→ WHAT IS EXPECTED: The full set of records must be printed exactly as given.

→ RECORDED DATA:
————————

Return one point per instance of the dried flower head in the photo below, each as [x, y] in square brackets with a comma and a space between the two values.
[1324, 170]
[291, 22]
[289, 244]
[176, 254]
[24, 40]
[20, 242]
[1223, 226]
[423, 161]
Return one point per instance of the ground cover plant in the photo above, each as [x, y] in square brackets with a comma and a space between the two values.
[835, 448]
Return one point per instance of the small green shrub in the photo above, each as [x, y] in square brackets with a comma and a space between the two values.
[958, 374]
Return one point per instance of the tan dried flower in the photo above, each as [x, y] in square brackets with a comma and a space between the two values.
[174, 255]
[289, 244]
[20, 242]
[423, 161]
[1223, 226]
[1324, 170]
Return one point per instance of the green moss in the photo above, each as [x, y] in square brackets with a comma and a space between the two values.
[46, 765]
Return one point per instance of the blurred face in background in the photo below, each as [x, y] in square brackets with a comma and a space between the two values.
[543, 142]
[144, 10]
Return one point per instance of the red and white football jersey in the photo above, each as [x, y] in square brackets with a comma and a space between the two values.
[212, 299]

————————

→ YOUR RESPONSE:
Return one point per instance of the dried flower head in the photo below, each as [x, y] in square brackets with a comma and a space between the two values.
[1324, 170]
[291, 22]
[289, 244]
[176, 254]
[24, 40]
[20, 242]
[1223, 226]
[423, 161]
Return one point per instance of the ground cover plant in the photo above, each as [x, y] in square brackets with a comma and a space between the two values.
[835, 448]
Return one point per instance of the small green shrub in the photo above, each as [x, y] in square brackets with a comma and a space between the two values.
[958, 374]
Return one point per instance of the tan dried flower in the photo above, each as [x, y] in square brackets with a comma and a space between the two values.
[174, 255]
[289, 244]
[20, 242]
[423, 161]
[1223, 226]
[1324, 170]
Return one point per instance of the green moss in the photo above, each as [x, y] in square brackets with a comma and a space between the two values.
[46, 765]
Return one point per instance of the blurred face in background in the photo below, each as [x, y] in square brackets with a comma and a space between the two values.
[543, 142]
[144, 10]
Return one point per instance of the red and white football jersey in the photo above, each as [x, y] in square brackets with a comma and a space between the two values.
[212, 299]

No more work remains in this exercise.